Start Input records

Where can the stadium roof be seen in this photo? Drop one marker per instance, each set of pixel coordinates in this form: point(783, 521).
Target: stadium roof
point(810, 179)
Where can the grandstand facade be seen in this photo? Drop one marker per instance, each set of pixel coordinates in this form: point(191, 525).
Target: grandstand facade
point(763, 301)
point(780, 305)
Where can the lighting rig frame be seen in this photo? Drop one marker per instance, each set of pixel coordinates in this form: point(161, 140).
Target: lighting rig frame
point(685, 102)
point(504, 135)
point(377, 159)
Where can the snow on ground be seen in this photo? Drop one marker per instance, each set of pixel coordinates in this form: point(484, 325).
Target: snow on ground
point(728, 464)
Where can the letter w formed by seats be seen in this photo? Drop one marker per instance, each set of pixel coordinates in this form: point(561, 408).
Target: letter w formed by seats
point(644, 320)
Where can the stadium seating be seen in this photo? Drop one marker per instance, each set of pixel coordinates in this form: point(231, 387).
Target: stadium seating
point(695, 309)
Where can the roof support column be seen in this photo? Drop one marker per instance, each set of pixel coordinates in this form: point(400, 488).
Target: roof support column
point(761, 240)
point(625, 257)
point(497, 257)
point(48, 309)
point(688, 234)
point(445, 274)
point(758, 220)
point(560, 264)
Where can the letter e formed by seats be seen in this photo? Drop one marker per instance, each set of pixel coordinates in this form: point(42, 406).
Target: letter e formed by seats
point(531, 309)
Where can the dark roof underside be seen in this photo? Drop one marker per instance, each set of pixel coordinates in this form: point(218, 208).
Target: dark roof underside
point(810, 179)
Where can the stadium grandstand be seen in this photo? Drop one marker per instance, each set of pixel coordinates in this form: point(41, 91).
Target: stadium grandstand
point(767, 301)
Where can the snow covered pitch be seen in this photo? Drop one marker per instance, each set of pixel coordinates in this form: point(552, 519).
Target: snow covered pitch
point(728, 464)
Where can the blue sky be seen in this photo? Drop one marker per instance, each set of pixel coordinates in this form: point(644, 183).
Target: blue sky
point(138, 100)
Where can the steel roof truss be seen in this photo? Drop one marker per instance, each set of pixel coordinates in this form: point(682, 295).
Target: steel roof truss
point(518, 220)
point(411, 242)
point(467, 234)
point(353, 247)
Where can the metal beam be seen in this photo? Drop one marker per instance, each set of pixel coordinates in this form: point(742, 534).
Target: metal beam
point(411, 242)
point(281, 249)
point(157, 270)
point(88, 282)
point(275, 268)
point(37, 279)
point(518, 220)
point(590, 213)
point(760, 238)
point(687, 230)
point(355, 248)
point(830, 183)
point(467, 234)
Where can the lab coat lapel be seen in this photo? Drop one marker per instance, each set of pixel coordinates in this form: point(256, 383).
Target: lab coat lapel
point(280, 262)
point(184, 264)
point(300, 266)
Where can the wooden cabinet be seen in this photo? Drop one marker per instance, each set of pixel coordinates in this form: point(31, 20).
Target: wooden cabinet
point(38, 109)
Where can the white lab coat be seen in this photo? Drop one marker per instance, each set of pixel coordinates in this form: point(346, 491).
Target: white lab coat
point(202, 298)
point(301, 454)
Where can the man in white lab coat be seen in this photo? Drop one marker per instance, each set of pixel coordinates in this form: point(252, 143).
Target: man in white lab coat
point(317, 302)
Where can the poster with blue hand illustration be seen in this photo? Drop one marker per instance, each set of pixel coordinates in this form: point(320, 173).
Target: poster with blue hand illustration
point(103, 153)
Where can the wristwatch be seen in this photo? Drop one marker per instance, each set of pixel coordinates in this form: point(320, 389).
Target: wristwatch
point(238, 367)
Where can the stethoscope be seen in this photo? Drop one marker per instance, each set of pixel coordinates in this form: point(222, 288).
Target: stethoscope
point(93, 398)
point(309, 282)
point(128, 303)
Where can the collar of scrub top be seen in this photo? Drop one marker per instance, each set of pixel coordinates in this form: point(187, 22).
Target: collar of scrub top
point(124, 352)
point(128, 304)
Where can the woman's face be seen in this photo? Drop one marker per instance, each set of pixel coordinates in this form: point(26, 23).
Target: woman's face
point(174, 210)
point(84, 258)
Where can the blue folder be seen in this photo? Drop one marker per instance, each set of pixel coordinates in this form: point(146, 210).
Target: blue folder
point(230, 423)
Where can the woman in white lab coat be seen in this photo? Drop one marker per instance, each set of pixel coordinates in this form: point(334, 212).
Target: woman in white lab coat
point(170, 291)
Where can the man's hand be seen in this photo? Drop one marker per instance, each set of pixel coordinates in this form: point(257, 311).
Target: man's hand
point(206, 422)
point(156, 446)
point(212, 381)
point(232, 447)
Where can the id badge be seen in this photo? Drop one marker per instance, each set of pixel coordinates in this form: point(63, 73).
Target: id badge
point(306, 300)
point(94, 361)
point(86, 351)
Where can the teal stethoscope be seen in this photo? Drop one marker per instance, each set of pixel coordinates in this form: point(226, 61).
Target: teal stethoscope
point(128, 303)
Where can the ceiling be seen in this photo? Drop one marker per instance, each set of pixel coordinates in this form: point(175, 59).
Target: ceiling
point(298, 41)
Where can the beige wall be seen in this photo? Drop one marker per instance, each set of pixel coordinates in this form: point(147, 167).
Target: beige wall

End Input records

▶ **Work to do**
Reproduce the records between the lines holding "Where can the id" and "point(86, 351)", inclusive, copying the requests unchanged. In the answers, multiply each point's coordinates by 0.2 and round to whole numbers, with halves rounded up.

▶ **Answer to this problem**
Where can the id badge be seen in this photo? Drop one marker per instance, each set of pixel coordinates in this form: point(63, 73).
Target: id badge
point(61, 60)
point(19, 72)
point(17, 70)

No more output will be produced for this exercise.